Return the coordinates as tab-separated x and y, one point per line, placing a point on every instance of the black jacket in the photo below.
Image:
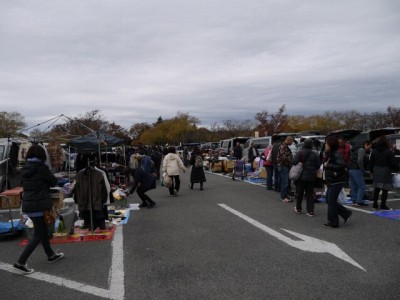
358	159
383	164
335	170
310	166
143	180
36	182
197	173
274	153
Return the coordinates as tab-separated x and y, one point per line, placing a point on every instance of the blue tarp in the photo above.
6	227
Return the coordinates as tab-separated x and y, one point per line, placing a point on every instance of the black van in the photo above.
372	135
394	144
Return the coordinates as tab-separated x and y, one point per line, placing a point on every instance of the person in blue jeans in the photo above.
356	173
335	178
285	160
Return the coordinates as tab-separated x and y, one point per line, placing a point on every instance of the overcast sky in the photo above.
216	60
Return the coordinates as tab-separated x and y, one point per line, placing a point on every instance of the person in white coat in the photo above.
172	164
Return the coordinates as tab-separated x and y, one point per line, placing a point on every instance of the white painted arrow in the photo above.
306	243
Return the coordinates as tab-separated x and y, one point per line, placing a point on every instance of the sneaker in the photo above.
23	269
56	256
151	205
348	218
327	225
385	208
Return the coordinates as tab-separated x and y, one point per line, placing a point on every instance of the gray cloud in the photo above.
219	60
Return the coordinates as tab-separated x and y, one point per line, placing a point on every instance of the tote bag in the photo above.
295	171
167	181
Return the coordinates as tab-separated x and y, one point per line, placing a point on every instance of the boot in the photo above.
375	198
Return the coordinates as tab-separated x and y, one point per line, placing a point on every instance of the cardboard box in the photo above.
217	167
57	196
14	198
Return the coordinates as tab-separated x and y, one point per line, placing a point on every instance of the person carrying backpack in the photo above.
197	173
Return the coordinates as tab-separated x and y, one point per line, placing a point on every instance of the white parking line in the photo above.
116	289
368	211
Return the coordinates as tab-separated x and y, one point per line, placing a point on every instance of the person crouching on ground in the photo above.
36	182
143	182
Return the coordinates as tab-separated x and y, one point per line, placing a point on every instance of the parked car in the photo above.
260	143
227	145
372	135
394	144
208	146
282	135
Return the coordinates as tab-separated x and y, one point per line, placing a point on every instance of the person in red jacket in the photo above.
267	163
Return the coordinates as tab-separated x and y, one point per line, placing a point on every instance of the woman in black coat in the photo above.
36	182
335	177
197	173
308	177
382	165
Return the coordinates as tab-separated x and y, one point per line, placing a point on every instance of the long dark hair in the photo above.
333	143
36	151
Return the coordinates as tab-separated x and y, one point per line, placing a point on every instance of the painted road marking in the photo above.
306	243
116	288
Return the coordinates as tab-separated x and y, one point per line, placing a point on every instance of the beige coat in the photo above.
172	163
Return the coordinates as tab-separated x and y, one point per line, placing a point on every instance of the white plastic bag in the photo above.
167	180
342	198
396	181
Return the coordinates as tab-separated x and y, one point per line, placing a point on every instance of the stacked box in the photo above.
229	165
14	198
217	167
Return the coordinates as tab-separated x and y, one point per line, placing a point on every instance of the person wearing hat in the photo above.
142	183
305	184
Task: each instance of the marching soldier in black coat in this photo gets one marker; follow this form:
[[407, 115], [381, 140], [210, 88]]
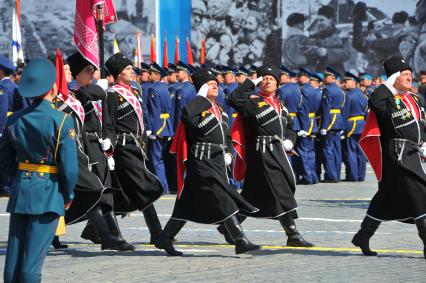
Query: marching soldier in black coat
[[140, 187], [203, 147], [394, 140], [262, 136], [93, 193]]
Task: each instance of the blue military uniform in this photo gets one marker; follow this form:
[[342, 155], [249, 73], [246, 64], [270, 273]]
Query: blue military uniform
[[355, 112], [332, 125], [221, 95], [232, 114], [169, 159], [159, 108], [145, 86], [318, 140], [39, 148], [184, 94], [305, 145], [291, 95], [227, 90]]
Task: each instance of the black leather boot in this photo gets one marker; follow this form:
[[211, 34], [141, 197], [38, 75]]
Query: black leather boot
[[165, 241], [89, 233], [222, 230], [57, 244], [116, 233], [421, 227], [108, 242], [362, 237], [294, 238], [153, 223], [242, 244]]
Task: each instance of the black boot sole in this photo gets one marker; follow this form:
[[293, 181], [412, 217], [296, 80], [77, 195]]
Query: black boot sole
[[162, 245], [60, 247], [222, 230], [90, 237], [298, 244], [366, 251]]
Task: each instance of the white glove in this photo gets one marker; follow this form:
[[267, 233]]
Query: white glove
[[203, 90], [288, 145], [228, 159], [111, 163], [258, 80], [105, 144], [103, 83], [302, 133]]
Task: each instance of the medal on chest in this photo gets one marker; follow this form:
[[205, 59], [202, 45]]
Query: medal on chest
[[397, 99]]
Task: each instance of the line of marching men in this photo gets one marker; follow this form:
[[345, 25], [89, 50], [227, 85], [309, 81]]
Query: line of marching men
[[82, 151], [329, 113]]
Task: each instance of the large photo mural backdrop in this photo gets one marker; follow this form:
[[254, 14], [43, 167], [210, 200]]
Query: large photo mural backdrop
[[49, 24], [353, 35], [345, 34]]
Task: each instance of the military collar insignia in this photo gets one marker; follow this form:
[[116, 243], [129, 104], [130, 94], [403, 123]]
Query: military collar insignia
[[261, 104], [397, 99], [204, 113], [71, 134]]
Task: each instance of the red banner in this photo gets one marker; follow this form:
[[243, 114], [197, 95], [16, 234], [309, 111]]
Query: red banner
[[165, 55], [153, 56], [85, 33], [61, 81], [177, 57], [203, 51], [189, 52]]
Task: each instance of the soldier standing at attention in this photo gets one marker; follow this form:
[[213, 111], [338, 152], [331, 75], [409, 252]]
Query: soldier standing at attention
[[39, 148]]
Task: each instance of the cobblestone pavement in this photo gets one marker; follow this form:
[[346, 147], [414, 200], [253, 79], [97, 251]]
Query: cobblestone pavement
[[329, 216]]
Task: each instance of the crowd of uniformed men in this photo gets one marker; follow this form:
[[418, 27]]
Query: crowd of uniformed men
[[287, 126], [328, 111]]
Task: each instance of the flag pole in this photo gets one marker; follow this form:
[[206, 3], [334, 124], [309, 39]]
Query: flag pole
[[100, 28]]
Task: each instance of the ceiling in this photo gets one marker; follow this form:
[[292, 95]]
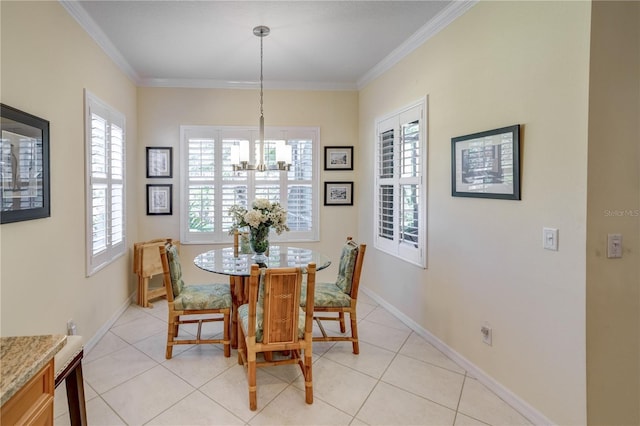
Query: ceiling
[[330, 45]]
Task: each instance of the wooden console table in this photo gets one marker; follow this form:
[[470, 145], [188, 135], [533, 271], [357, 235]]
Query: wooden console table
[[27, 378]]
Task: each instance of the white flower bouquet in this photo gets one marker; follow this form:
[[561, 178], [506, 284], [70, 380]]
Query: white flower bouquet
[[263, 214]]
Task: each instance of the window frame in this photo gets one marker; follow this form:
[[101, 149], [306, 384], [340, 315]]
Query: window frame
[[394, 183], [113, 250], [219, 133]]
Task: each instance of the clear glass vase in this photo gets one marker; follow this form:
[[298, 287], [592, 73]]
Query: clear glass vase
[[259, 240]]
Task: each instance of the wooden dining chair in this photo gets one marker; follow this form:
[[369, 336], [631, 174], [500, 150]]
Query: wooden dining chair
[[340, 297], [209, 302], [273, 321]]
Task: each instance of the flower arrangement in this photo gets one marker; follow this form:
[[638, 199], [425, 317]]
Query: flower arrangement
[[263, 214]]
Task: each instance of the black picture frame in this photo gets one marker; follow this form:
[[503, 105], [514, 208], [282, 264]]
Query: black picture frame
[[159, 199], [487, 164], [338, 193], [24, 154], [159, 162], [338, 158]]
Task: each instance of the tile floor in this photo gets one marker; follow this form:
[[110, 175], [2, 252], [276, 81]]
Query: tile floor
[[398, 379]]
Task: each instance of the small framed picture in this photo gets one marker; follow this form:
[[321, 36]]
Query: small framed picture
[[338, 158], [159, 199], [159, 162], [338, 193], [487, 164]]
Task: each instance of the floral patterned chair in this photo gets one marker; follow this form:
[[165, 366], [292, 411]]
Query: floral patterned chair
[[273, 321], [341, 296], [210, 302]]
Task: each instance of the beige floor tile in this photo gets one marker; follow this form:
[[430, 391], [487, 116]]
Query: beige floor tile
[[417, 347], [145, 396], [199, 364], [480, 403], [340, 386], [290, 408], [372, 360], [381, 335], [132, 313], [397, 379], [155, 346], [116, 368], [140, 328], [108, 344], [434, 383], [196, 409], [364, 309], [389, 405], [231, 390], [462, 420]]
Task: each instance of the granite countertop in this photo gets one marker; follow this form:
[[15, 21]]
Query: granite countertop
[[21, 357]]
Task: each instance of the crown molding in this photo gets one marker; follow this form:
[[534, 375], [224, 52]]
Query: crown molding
::::
◆ **GOAL OF THE EXERCISE**
Find the word "crown" in the records. Copy every line it appears in.

◆ **ANSWER SPACE**
Task: each instance of the crown molding in this photo gets one marker; follow this form:
Query: crown molding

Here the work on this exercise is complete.